- Problem to solve -
Among the entries below, please repeat exactly and only the lines from the line containing "box: [493, 341, 595, 355]" to the line containing "positive clicks: (585, 345)", both lines included.

- Provided data -

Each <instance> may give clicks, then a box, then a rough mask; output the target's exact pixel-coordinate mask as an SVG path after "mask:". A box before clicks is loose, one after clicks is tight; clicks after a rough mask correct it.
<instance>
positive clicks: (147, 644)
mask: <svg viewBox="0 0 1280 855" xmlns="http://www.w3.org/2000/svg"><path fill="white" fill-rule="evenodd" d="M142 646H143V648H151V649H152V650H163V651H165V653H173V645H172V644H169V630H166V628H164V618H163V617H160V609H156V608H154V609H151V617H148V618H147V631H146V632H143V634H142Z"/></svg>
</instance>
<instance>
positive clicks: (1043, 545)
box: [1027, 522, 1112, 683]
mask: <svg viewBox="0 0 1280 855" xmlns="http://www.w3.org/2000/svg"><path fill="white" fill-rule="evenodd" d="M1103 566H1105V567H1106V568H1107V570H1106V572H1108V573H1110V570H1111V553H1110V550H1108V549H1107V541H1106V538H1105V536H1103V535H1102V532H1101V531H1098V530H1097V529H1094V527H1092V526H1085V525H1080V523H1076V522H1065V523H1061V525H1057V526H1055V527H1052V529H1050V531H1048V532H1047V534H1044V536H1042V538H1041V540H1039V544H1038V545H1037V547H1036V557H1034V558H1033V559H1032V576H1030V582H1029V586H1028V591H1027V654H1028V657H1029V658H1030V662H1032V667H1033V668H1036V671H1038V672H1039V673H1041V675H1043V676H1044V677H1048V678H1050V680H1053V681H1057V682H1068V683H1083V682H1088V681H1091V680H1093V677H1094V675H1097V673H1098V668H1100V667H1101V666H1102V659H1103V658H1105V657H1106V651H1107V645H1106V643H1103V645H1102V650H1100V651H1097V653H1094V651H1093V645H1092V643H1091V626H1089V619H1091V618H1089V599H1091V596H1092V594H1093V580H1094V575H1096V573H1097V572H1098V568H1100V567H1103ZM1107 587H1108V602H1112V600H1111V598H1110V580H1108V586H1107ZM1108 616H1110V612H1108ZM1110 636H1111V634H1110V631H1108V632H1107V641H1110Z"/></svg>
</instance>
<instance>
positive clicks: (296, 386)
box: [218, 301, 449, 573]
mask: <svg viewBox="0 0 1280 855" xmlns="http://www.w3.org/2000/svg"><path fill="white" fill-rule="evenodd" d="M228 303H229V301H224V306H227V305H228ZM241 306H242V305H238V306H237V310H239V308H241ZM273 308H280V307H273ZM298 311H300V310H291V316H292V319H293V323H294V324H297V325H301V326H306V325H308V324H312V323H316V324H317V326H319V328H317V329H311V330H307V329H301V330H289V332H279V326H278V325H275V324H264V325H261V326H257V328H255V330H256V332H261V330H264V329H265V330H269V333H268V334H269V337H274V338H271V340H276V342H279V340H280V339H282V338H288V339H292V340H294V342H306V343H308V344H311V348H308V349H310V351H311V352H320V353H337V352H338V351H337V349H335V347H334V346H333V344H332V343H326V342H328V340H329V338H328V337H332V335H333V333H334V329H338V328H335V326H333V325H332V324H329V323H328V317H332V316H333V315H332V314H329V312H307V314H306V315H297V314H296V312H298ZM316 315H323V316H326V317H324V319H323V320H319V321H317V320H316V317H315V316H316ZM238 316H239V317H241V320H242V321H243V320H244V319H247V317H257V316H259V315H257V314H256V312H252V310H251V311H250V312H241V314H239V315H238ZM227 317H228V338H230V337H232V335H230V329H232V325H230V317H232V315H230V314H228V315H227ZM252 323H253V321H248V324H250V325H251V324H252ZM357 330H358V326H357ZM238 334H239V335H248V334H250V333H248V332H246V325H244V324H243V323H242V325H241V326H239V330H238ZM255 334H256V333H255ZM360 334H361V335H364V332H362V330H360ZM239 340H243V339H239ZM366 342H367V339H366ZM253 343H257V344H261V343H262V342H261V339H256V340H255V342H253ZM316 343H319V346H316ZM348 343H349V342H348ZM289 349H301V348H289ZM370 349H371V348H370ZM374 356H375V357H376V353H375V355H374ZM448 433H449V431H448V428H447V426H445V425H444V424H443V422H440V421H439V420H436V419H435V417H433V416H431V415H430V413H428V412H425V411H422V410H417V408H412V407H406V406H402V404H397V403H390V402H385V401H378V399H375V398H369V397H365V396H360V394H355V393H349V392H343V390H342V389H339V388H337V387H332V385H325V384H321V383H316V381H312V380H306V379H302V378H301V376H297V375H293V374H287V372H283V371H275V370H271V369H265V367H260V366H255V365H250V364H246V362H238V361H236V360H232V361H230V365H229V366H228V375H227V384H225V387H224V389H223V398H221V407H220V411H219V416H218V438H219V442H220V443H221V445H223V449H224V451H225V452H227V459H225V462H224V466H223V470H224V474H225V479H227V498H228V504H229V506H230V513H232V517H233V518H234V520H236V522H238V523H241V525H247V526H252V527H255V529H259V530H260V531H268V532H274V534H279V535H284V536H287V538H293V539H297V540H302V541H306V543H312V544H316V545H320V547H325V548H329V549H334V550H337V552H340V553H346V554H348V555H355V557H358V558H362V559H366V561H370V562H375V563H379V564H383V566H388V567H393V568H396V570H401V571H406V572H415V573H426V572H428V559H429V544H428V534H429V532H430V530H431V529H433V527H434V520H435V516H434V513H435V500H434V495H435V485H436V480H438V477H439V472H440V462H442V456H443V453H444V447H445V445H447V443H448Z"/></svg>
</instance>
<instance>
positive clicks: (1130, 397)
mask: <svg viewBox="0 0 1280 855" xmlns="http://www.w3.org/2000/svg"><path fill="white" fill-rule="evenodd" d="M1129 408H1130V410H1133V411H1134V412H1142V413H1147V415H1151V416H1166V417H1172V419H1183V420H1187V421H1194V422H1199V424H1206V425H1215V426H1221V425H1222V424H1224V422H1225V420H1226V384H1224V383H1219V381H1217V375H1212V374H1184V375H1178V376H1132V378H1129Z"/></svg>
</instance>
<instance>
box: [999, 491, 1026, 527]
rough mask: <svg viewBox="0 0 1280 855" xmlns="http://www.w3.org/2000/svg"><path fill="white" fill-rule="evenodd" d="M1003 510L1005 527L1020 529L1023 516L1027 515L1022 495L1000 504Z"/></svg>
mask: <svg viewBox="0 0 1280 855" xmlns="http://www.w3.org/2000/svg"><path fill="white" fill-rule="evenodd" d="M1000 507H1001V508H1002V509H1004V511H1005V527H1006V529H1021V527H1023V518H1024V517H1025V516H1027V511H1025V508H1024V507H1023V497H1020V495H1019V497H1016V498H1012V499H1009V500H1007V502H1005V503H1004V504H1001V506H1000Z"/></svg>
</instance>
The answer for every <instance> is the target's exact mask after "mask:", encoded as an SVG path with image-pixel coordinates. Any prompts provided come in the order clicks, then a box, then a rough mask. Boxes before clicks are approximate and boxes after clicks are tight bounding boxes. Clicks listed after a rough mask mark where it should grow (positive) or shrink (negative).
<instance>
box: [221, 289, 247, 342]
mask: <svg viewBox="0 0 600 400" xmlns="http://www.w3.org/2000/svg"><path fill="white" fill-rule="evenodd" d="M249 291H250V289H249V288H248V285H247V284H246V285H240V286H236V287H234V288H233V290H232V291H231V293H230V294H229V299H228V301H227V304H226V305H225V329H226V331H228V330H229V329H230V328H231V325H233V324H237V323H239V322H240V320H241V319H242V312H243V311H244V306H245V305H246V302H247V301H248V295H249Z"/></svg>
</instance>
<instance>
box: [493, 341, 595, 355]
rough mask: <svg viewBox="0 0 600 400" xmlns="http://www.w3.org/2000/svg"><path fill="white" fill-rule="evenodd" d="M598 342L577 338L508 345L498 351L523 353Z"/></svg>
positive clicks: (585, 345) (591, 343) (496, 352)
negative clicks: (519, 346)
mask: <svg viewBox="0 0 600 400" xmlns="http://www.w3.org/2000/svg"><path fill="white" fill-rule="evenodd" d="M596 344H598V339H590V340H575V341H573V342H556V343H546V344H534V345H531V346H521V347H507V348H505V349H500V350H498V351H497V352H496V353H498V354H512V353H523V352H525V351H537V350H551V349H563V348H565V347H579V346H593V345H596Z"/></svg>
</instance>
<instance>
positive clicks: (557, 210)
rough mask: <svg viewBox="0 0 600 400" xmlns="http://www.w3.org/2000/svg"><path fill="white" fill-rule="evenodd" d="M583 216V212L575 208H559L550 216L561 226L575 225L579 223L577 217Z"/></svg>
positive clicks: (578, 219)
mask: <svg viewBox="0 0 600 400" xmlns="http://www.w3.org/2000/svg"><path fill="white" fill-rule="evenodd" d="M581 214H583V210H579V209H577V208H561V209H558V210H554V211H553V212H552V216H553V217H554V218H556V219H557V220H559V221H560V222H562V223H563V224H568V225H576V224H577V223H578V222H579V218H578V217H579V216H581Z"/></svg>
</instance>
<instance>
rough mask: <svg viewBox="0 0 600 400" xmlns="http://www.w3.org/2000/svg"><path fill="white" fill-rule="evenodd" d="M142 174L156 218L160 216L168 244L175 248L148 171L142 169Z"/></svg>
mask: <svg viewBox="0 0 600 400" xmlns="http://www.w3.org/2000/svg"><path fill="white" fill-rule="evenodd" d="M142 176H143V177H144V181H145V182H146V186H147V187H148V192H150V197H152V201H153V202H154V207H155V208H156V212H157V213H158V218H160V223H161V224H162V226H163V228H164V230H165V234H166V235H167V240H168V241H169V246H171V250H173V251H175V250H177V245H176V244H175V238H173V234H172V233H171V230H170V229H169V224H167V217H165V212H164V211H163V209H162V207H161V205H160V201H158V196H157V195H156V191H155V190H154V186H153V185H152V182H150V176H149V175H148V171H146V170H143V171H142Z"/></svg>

- Solution to this task -
box: [493, 341, 595, 355]
rough mask: <svg viewBox="0 0 600 400" xmlns="http://www.w3.org/2000/svg"><path fill="white" fill-rule="evenodd" d="M598 342L577 338L508 345L498 351L523 353Z"/></svg>
positive clicks: (585, 345) (591, 343) (496, 352)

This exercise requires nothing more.